(Point localization data)
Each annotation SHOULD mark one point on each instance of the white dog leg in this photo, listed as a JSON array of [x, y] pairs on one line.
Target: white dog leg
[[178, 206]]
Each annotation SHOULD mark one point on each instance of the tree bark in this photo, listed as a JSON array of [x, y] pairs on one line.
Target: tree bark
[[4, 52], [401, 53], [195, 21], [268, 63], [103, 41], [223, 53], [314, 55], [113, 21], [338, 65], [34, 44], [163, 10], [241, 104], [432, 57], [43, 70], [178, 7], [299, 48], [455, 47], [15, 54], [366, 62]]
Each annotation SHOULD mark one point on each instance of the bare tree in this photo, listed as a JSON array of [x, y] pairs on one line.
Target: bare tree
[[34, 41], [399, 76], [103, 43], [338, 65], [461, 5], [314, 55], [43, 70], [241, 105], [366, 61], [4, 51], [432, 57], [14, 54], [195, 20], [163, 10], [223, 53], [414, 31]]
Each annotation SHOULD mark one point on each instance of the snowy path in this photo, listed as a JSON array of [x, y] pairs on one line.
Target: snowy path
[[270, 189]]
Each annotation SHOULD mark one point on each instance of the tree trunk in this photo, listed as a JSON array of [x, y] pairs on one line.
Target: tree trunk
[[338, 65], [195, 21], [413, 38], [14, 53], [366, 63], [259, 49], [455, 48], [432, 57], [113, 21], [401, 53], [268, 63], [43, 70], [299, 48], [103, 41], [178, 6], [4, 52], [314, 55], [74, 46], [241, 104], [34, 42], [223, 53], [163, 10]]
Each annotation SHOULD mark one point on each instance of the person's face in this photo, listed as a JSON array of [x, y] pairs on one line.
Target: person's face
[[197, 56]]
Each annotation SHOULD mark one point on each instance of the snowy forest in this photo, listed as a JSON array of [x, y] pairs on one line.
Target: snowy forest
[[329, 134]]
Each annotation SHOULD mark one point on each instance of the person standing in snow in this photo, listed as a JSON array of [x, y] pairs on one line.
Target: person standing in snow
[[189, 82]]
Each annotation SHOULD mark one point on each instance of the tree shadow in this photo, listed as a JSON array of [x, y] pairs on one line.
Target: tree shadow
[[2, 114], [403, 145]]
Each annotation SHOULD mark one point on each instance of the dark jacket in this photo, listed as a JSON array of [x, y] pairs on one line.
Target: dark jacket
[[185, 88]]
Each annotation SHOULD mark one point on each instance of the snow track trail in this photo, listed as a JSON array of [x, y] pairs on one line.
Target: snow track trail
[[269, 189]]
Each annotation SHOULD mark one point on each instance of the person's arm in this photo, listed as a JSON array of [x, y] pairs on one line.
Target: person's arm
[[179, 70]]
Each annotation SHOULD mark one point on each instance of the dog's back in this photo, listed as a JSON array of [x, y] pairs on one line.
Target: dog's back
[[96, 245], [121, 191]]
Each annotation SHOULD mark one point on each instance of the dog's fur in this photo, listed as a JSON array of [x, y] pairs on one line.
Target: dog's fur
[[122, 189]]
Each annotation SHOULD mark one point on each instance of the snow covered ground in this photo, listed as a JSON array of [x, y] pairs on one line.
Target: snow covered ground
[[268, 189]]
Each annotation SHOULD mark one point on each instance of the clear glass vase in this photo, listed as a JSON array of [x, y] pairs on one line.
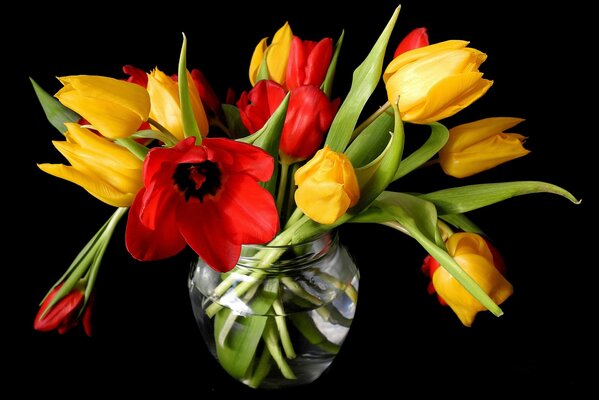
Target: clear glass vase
[[280, 316]]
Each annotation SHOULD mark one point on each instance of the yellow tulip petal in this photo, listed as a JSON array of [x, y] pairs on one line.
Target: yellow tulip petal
[[449, 96], [484, 274], [324, 202], [94, 144], [127, 95], [94, 186], [277, 54], [165, 106], [256, 61], [419, 53]]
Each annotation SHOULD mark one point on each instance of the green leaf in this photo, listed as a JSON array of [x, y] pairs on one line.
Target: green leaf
[[467, 198], [372, 141], [164, 137], [327, 85], [233, 120], [435, 142], [242, 334], [310, 331], [462, 222], [365, 80], [56, 113], [268, 139], [190, 125], [419, 219], [378, 174]]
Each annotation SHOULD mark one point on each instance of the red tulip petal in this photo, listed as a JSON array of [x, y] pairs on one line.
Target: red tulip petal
[[164, 240], [136, 75], [238, 157]]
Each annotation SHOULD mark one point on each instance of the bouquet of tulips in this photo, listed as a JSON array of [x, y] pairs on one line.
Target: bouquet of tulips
[[286, 162]]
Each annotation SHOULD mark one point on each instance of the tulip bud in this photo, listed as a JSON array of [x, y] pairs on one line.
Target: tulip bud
[[164, 95], [481, 145], [413, 40], [64, 315], [115, 108], [109, 172], [276, 55], [436, 81], [476, 257], [308, 62]]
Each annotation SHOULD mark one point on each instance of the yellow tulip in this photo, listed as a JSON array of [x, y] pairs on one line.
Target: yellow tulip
[[115, 108], [481, 145], [106, 170], [327, 186], [277, 55], [166, 110], [436, 81], [475, 257]]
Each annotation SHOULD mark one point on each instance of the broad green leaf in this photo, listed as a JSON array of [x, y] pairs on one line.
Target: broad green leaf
[[56, 113], [310, 331], [327, 85], [365, 80], [419, 219], [236, 127], [237, 349], [371, 141], [436, 141], [378, 174], [190, 126], [462, 222], [467, 198]]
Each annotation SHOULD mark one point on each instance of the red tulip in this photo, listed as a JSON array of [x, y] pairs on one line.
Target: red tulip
[[205, 196], [308, 62], [309, 116], [65, 313], [256, 107], [413, 40]]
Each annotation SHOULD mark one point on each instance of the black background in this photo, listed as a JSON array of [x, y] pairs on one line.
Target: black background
[[145, 339]]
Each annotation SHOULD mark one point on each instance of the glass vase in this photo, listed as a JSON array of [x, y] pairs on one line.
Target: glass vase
[[281, 315]]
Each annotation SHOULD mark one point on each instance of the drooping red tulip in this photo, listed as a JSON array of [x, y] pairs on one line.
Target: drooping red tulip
[[207, 197], [64, 315], [413, 40], [136, 75], [308, 62]]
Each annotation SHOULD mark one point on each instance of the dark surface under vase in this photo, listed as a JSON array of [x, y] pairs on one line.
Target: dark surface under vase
[[281, 315]]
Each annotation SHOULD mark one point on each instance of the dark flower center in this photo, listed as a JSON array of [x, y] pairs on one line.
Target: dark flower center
[[197, 180]]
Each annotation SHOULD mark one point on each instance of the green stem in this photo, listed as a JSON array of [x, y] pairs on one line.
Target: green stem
[[291, 207], [369, 120], [169, 139], [281, 190], [262, 369]]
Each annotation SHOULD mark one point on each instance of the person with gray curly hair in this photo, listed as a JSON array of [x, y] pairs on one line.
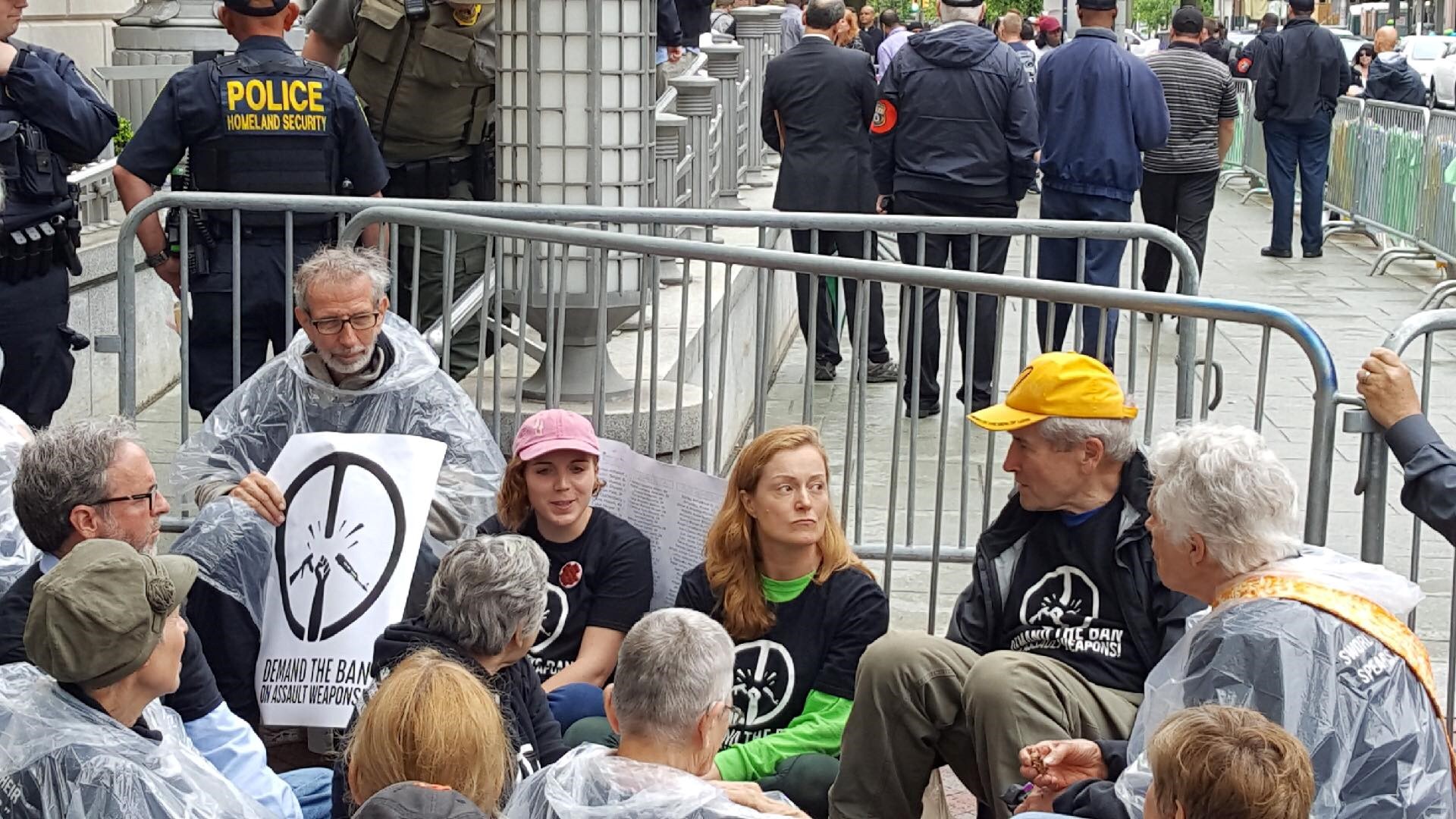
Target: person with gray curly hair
[[92, 480], [1056, 634], [356, 368], [1310, 639], [670, 707], [485, 610]]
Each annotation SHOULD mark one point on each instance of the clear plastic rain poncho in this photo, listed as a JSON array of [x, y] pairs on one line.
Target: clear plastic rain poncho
[[234, 545], [63, 760], [17, 553], [593, 783], [1370, 729]]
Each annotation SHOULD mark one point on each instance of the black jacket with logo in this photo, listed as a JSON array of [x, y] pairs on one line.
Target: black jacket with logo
[[1301, 74], [957, 117], [1153, 614]]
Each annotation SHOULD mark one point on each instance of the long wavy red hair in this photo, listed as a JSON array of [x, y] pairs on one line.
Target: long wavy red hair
[[733, 550]]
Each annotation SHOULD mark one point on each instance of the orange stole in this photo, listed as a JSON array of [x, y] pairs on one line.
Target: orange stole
[[1357, 611]]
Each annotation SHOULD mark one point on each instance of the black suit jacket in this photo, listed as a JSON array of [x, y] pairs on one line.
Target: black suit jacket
[[819, 101]]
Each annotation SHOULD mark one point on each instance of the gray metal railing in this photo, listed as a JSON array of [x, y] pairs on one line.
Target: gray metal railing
[[698, 404]]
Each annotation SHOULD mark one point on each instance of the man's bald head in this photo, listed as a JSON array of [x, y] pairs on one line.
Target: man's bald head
[[1386, 38]]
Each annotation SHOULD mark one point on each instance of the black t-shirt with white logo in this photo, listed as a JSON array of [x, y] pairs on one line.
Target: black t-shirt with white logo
[[816, 643], [601, 579], [1062, 601]]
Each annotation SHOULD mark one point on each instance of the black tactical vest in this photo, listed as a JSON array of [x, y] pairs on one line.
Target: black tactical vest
[[275, 134], [36, 187]]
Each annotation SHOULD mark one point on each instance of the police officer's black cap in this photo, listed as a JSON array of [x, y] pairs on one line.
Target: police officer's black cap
[[1188, 19], [246, 8]]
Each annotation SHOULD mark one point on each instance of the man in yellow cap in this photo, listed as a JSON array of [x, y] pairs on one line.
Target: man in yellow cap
[[1060, 624]]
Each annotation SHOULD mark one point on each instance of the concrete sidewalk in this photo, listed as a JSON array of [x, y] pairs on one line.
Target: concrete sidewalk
[[1350, 311]]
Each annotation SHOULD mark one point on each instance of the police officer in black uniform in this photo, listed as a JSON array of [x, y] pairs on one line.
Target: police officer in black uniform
[[50, 118], [261, 121]]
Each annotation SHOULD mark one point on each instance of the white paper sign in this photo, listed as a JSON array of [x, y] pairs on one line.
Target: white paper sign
[[343, 561], [673, 506]]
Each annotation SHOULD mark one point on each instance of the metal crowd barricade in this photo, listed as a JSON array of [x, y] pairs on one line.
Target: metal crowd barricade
[[1346, 164], [1375, 469], [1439, 196], [739, 356], [1237, 162]]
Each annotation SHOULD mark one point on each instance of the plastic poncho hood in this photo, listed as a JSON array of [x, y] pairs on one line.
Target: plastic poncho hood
[[63, 760], [413, 397], [593, 783], [17, 553], [1375, 739]]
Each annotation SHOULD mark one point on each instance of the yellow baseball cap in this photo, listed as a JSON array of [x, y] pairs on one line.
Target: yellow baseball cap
[[1065, 385]]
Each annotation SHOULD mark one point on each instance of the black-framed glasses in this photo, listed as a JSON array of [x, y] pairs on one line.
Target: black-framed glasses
[[150, 496], [334, 327]]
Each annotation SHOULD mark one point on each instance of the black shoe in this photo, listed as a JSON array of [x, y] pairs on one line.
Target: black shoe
[[883, 372]]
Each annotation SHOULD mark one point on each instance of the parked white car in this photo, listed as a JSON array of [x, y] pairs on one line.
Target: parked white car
[[1443, 80], [1426, 52]]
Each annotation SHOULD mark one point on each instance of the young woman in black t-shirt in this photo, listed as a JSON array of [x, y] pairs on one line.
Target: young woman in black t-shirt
[[801, 610], [601, 576]]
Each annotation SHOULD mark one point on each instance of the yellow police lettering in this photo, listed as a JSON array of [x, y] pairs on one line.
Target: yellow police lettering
[[275, 105]]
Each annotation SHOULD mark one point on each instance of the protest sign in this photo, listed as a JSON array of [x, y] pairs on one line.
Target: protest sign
[[356, 509]]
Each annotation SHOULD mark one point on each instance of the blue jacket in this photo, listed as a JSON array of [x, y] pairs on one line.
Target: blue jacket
[[959, 118], [1100, 110]]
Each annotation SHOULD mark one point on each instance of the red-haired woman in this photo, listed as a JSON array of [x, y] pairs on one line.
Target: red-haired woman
[[801, 610]]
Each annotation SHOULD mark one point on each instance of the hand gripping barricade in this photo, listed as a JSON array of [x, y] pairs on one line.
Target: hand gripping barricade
[[1373, 472], [692, 395]]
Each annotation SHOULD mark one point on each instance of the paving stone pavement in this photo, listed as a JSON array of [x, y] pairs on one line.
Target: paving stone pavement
[[1350, 309]]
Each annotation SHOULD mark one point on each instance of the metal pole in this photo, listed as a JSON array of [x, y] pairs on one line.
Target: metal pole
[[726, 66]]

● Work task: Transcribe the lines above exactly, beginning at the one with "Target: snowy forest" and ending at the one with "the yellow tulip petal". Include both; exclude the pictures.

● Response to this exercise:
Target: snowy forest
[[329, 134]]
Each annotation SHOULD mark one point on each instance of the person standing in snow in this photo, listed as a JSON array of [x, y] pairs on one line.
Target: person standing in snow
[[189, 82]]
Each annotation SHOULD mark one point on each instance of the tree shadow in this photo, listed as a JSON array of [x, y] pairs on one line.
Target: tree shadow
[[2, 114], [403, 145]]
Each annotation SHOULD mark one point on each instance of the dark jacket in this photo, listed as a JSON array of [x, y] pairs on one line.
Target: dark jacket
[[185, 88]]
Each annotation SHOULD mark one point on each instance of the snow track trail in this photo, listed as a JSON array of [x, y] pairs on one line.
Target: snow track trail
[[269, 189]]
Each annotation SHOULD mark one point on each instance of the person's arm in this photo, listed as a JSON array of [x, y] pairs on one line.
Target: person's arm
[[179, 70]]
Each annotation SHOULD mark one point on each instance of the dog's back in this photo, listed as a JSON array of [x, y] pairs on one line.
Target: dog's back
[[96, 245], [121, 191]]
Each annotation SHOULD mark one point on each instance of the dog's fur in this photo, listed as a JSON array of [x, y] pairs on one line.
Target: dog's fur
[[122, 189]]
Each annotation SHOULD mark one point on each instance of the snow covered ground in this photo, listed as a JSON array of [x, y] pairs on one line.
Target: snow covered ground
[[268, 189]]
Each annotation SHOULD mark one point on each instance of the clear glass vase in this photo, listed as a JSON array of [x, y] pairs on one line.
Target: clear glass vase
[[280, 316]]
Each annotation SHOULD mark one point on each instance of the yellow tulip petal in this photo, listed as a JSON array of [x, y] pairs on one line.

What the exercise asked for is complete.